---- LESETEXT

Wir wollen bei aller Schmeichelei nicht vergessen, dass Frankreich auch extrem hoch verschuldet ist; bei den Ratingagenturen denkt man über ein Abstufen der Bonität von Triple A der höchsten Bonitätsstufe, nach. Außerdem stehen bald wieder französische Präsidentschaftswahlen an, Sarkozys Umfragewerte gehen kontinuierlich zurück, da kann man eine weltweit anerkannte Krisenmanagerin, die australische Ministerpräsidentin hat sie in den höchsten Tönen in Cannes gelobt,  und  sie zu einem Staatsbesuch nach Australien eingeladen, eine strahlende Persönlichkeit als enge Freundin gut gebrauchen.

Der Gipfel in Cannes ist seit Freitagabend beendet. Viel soll nicht dabei herausgekommen sein, sagen die medialen Gipfelveteranen. Allerdings gibt es neue Aufregung in den Gazetten, denn von einer Attacke auf die Goldreserven, die bei der Bundesbank schlummern ist die Rede. Klammheimlich will die Bundesregierung, so die Berichte, die Einlagen bei der Bundesbank nutzen, um die Deckung des Internationalen Währungsfonds  zu erhöhen und zwar ohne sich die Genehmigung des Bundestages einzuholen.

Diese wäre nötig, da diese Rücklagen den Bundesbürgern gehören, folglich wären die Repräsentanten des Volkes also die Bundestagsabgeordneten zustimmungspflichtig. Da aber  die Abgeordneten nur unter Bauchschmerzen den Rettungsschirm und dessen Hebelung bewilligt haben, käme das Begehren auf die Goldreserven ganz schlecht an. Übrigens was die Hebelung anbelangt, hat man sich wohl gründlich verkalkuliert, denn  kein Staat, keine Pensionskasse oder Träger von anderen großen Geldreserven sind bereit, dieses monetäre Wagnis einzugehen, zumindest nicht, wenn das Risiko nicht komplett, etwa durch den IWF abgesichert ist.

--------
---- AUSGELESENE EINTRÄGE

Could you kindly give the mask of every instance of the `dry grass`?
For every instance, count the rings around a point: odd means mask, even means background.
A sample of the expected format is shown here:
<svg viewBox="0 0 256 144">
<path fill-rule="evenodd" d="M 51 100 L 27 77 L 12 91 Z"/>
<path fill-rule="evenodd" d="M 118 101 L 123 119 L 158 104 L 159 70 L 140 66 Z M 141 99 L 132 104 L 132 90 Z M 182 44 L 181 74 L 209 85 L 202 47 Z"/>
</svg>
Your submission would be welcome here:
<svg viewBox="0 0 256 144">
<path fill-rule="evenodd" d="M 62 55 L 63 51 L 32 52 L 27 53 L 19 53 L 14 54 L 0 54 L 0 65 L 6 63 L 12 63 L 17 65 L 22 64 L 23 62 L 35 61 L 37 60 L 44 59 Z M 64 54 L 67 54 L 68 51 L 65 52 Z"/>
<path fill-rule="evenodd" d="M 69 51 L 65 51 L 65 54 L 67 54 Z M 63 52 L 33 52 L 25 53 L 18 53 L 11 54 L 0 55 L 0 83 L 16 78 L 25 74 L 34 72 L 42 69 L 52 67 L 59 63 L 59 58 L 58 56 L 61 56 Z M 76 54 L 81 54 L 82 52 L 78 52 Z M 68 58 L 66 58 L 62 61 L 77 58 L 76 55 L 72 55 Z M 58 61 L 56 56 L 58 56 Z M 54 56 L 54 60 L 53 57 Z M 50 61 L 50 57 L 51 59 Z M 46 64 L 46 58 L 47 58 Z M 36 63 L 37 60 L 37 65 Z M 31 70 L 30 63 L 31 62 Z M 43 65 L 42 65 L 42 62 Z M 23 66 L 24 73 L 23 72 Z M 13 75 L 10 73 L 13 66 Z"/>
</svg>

--------

* AUFGABE 1 *
Beantworte kurz diese Fragen zum Lesetext:
(a) Welche Bonitätsstufe hat Frankreich bei den Ratingagenturen bisher?
(b) Seit wann ist der Gipfel in Cannes beendet?
(c) Wessen Genehmigung will sich die Bundesregierung laut den Berichten nicht einholen?
* AUFGABE 2 *
Gib den Abschnitt des Lesetexts von „Diese wäre nötig, da“ bis einschließlich „IWF abgesichert ist.“ Wort für Wort wieder.

* ERWARTETE ANTWORT 1 *
(a) Triple A, die höchste Bonitätsstufe.
(b) Seit Freitagabend.
(c) Die Genehmigung des Bundestages.

* ERWARTETE ANTWORT 2 *
Diese wäre nötig, da diese Rücklagen den Bundesbürgern gehören, folglich wären die Repräsentanten des Volkes also die Bundestagsabgeordneten zustimmungspflichtig. Da aber  die Abgeordneten nur unter Bauchschmerzen den Rettungsschirm und dessen Hebelung bewilligt haben, käme das Begehren auf die Goldreserven ganz schlecht an. Übrigens was die Hebelung anbelangt, hat man sich wohl gründlich verkalkuliert, denn  kein Staat, keine Pensionskasse oder Träger von anderen großen Geldreserven sind bereit, dieses monetäre Wagnis einzugehen, zumindest nicht, wenn das Risiko nicht komplett, etwa durch den IWF abgesichert ist.